◆ **SET PROBLEM**
Pick up the account below of Key West musician Fats Navarro and his family's music, and continue it from where it ends.

I love Key West history, especially the music history. There aren’t many Key West historical music figures larger than Fats Navarro. Navarro learned piano at age six and picked up his first trumpet at age thirteen. He graduated from Fredrick Douglas High School and soon left for Orlando, Cincinnati, Kansas City, and on to ‘big band, bebop jazz, trumpet fame’. His meteoric rise ended in New York at age 27. Music students study Fats Navarro’s music today.
The Navarro family house, located in Bahama Village on the corner of Olivia and Thomas, is still owned by the family and one of the family members still lives there. Navarro’s little sister, Delores Navarro James, loved all her brothers but her big brother Fats was very special. He would have breakfast with her and take her to school. He helped her grow up and she loved him very much. It took a long time for her to grieve his loss.
Delores James’ grandson Greg James grew up in her Bahama Village home; his mother could no longer care for him. They had a piano, and he taught himself to play. He could hear a song and quickly pick up the melody on his own. His grandmother discouraged him from learning too much about music. She feared him starting a music career because of her brother’s fate. Many of descendants of Fats Navarro were discouraged or feared music careers. Coffee Butler told me one of the reasons he never left Key West was “I saw what happened to my friend (Fats Navarro).” James persisted and studied music in high school. His teacher, Joe Wilt, was very helpful. James was part of the school choir.
A friend, Edward Pitts, mentored James and help him connect to music teacher, Robin Kaplan. They both saw the talent of this self-taught young musician vocalist and helped him get a scholarship to the famous music teacher’s, Franko Richmond, summer program. He absorbed music knowledge like a sponge from Richmond and continues to use techniques that he learned during that summer. After the summer program, James began teaching piano in the Bahama Village Music Program.

◆ **RECORD EXCERPTS**
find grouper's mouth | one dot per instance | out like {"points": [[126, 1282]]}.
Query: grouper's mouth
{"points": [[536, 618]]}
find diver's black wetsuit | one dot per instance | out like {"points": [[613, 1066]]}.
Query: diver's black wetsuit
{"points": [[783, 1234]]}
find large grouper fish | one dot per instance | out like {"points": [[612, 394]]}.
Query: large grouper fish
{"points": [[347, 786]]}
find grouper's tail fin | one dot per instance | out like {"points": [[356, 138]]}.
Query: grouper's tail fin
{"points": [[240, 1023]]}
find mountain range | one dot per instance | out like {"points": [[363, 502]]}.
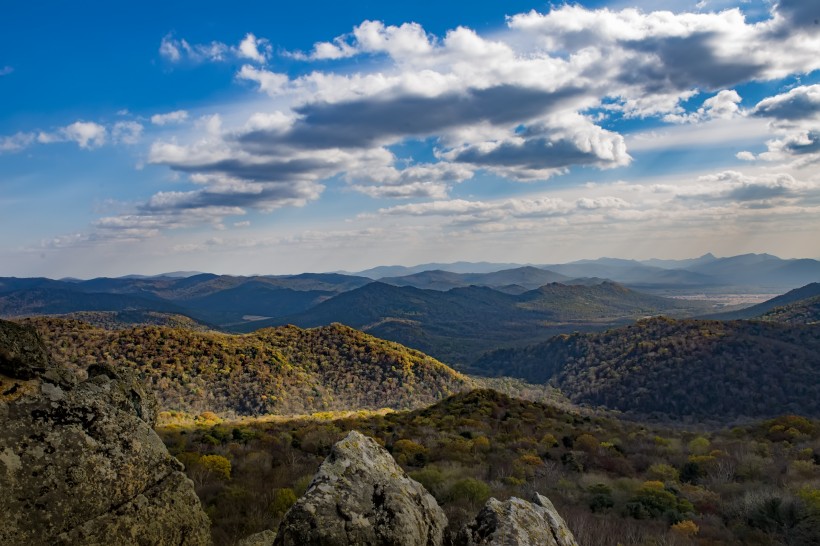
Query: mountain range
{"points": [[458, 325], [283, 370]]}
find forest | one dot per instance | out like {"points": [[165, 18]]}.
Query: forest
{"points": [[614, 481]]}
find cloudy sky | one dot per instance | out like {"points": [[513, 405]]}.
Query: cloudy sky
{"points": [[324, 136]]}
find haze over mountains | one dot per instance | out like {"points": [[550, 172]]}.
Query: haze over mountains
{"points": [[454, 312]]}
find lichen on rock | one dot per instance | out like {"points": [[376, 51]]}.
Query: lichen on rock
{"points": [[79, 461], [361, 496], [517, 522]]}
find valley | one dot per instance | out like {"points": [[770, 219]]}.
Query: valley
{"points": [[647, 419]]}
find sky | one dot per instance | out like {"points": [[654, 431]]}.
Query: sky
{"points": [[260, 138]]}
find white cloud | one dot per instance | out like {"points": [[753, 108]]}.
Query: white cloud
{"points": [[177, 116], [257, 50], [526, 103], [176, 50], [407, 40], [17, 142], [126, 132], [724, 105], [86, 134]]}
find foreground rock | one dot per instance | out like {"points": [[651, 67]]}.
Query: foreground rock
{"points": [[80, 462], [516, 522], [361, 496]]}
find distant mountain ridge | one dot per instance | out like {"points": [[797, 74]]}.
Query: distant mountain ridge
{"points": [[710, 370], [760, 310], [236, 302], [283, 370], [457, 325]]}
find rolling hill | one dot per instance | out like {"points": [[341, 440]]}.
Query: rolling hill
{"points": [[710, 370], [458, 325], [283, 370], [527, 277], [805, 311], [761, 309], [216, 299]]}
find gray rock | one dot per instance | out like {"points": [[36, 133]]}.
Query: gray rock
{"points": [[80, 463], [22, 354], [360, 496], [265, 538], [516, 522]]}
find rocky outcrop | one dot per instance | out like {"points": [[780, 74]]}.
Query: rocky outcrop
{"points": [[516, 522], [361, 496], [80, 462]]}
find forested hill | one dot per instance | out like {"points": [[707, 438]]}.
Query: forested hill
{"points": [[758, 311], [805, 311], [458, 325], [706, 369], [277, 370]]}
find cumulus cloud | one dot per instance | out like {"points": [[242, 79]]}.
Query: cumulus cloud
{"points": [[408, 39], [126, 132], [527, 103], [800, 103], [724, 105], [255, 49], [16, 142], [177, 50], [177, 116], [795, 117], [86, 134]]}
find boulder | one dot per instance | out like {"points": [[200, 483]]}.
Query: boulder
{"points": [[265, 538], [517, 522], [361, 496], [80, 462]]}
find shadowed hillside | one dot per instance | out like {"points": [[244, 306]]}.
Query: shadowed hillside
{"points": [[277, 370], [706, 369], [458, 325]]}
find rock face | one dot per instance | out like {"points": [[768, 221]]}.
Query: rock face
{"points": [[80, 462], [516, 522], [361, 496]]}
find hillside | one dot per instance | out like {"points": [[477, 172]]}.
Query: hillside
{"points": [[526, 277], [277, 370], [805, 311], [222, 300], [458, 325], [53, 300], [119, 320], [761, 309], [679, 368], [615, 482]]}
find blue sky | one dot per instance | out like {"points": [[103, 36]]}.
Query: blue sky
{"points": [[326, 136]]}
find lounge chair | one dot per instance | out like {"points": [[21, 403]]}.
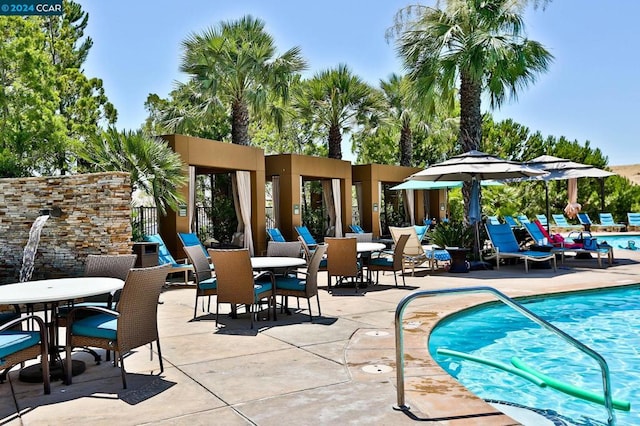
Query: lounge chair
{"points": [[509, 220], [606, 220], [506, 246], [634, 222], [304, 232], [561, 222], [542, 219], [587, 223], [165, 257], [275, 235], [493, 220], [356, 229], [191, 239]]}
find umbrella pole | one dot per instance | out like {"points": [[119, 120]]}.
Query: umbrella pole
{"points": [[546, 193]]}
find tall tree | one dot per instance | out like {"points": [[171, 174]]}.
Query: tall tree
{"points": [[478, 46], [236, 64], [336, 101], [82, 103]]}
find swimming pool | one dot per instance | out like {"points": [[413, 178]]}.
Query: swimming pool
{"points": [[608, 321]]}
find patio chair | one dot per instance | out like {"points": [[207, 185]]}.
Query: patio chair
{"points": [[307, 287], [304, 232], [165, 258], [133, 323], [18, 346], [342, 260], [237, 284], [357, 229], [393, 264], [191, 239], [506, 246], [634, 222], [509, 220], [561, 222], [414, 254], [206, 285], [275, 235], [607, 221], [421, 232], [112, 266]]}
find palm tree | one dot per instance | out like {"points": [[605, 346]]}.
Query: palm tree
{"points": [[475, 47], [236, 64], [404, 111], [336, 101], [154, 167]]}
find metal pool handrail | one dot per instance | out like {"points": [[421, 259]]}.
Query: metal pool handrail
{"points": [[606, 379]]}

◆ **THE REPLY**
Greg James graduated from Key West High School in 2007. He studied classical vocals at the community college with Emily Lowe from 2008-2010. He says her teaching style left strong impressions and affected his vision of music artistry.
Emily Lowe explained that artistry is like finding a secret room inside yourself. Some find this secret room but leave without really exploring. Others find this secret room inside themselves, and they never leave. They find this is where they need to be – a special place where they can be free, be vulnerable, and really be an artist.
James always felt more comfortable singing than playing piano. Lowe helped him learn to use his voice correctly. He studied classical music, expanding his vocal range. He sang opera and musical theater.
Growing up in Key West was really special … ‘how special’ was not fully understood until he moved away for a time. James moved to Orlando to finish studies at University of Central Florida. He studied, with other students, at Full Sail, learning music production, recording, and the business of music business. This was not the direction he had planned so he moved to Miami and finished his degree, graduating from Florida International University.
When James moved to Miami, he noticed that when he waved to his neighbors or said hello in the morning, there was very little response. It took over a year before his neighbors accepted he was just being nice. It’s hard to explain to those that haven’t grown up in Key West.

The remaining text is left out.